» **Problem details**:
Return only this: the line with "One dot per instance of the metal" and all the lines that follow it below, through the final one, exactly as they are.

(Named-object pointing records)
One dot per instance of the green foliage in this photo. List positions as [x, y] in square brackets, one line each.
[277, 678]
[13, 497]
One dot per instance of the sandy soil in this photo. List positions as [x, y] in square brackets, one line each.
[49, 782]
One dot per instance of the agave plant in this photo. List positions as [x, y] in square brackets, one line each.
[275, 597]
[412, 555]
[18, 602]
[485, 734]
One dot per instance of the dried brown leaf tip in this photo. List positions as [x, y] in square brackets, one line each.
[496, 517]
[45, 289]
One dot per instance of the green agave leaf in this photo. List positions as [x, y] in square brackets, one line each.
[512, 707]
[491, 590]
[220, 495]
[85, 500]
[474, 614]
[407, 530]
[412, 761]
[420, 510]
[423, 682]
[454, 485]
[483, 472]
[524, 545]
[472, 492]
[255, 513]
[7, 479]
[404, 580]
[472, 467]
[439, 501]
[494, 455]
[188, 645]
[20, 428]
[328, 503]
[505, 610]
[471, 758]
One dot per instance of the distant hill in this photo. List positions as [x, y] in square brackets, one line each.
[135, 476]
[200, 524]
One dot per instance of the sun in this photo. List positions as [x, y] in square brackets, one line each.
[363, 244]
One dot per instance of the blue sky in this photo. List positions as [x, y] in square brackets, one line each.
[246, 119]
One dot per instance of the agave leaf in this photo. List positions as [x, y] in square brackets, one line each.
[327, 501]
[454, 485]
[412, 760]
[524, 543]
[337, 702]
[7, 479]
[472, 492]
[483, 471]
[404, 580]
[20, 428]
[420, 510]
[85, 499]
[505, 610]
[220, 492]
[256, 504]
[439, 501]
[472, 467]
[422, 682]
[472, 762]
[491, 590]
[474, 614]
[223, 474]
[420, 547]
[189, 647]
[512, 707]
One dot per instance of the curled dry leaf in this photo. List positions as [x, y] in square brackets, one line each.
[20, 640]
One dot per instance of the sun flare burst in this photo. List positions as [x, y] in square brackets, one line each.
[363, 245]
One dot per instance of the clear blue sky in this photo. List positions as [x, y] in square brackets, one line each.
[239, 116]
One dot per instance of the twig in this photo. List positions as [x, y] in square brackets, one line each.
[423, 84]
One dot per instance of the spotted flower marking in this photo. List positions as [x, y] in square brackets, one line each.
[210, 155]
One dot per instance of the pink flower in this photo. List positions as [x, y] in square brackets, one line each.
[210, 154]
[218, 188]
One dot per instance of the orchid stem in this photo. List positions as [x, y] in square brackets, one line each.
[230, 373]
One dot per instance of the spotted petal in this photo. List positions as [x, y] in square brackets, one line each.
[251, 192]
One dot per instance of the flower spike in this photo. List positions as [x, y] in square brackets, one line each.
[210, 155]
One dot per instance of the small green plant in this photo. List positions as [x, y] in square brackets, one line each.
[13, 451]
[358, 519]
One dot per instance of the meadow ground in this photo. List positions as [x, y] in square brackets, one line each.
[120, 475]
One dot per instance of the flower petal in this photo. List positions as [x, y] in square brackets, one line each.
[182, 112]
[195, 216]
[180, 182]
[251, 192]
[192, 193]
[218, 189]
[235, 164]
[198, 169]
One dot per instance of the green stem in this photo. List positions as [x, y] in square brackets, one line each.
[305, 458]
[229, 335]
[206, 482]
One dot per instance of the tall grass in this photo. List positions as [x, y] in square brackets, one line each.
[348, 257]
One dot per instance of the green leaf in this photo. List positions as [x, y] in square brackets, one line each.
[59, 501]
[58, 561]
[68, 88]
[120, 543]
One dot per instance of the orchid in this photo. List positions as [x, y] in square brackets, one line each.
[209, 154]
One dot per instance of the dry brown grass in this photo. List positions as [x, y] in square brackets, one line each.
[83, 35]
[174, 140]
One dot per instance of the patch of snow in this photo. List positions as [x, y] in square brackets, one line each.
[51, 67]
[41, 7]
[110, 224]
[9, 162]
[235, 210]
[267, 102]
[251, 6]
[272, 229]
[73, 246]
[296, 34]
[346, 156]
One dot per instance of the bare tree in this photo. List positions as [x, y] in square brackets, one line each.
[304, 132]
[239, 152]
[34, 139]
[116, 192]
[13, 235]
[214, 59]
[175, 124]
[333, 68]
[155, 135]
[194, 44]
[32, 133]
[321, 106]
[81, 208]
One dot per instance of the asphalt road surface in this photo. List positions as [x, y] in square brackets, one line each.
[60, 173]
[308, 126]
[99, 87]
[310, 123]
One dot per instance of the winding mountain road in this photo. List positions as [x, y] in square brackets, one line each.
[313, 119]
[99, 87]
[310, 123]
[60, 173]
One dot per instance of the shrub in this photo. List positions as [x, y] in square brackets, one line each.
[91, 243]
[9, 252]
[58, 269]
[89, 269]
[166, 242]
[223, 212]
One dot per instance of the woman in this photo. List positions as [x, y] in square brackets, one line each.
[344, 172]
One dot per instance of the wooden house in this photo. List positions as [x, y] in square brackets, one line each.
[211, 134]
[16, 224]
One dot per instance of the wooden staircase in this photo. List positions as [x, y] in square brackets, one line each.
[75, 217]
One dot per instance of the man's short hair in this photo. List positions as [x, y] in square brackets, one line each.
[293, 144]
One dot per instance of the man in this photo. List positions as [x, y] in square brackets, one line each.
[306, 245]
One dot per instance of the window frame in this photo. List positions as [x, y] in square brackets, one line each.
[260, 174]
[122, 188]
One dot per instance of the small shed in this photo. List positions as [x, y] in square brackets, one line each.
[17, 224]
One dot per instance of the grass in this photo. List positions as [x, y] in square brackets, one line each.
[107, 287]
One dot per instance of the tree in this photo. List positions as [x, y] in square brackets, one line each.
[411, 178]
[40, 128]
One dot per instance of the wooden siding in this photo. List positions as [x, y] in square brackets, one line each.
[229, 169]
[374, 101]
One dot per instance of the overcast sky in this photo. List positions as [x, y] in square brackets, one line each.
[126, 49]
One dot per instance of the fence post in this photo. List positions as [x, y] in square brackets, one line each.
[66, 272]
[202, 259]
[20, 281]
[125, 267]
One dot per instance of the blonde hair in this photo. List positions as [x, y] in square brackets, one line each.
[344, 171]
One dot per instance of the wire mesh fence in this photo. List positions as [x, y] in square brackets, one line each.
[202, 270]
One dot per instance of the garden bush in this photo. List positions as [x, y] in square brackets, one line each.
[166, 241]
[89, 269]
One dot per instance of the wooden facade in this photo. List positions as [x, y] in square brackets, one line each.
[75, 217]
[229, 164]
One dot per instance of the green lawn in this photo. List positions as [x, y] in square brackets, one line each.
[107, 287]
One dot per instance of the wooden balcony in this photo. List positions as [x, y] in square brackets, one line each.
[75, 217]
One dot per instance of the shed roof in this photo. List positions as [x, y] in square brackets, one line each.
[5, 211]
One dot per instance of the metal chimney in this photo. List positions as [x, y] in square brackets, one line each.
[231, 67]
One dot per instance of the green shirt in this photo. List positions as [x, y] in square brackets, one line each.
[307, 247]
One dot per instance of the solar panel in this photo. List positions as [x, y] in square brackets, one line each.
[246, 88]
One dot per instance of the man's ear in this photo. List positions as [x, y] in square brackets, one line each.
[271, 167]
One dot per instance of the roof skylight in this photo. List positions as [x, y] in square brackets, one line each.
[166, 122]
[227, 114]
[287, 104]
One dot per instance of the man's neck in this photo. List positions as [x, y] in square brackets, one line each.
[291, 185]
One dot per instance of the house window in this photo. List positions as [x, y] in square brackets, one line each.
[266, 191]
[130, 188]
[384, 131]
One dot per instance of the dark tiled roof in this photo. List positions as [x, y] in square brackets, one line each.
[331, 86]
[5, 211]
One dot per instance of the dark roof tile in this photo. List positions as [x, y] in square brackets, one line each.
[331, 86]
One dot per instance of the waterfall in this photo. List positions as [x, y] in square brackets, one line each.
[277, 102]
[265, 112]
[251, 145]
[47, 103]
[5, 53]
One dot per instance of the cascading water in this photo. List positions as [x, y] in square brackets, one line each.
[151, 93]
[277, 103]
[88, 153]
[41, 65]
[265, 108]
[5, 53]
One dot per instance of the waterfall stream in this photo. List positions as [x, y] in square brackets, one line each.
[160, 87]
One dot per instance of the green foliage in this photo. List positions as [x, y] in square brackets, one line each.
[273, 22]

» **Expected output**:
One dot per instance of the metal chimney in this photo. List positions as [x, y] in square brackets, one line each.
[231, 67]
One dot per instance of the green shirt in this photo. List positions as [x, y] in square brackets, one line each.
[307, 247]
One dot per instance of the solar panel in this photo. List positions as [x, y] in square brackets, one line each.
[246, 88]
One dot per instance of the man's ear in this photo. List positions as [x, y] in square brackets, one line each.
[271, 167]
One dot per instance of the roof skylight in this photo. List positions as [x, y] in square brackets, one line each.
[166, 122]
[227, 114]
[287, 104]
One dot per instance of the man's neck in this photo. List positions as [x, y] in square brackets, one line each.
[291, 185]
One dot per instance of the house window in this photo. List positions as [x, y] in square brackets, one line each.
[266, 191]
[130, 188]
[384, 131]
One dot per instance of the dark tiled roof in this photo. List positions as [x, y] in square brackets, one line each.
[331, 86]
[5, 211]
One dot per instance of the dark roof tile in this photo. List positions as [x, y] in square brackets, one line each.
[331, 86]
One dot per instance of the waterfall in this photo. List positions as [x, y] in square brackets, one line each.
[277, 102]
[265, 112]
[251, 145]
[47, 103]
[5, 53]
One dot per instance of the cascading water in this photo. List positions as [x, y] in square brackets, one line each.
[151, 93]
[277, 103]
[88, 153]
[41, 65]
[265, 108]
[5, 53]
One dot per instance of the waterfall stream in this photo. List positions as [x, y] in square brackets, one line each.
[160, 87]
One dot per instance of the green foliage in this photo. List positions as [x, y] in square brackets, one line each.
[273, 22]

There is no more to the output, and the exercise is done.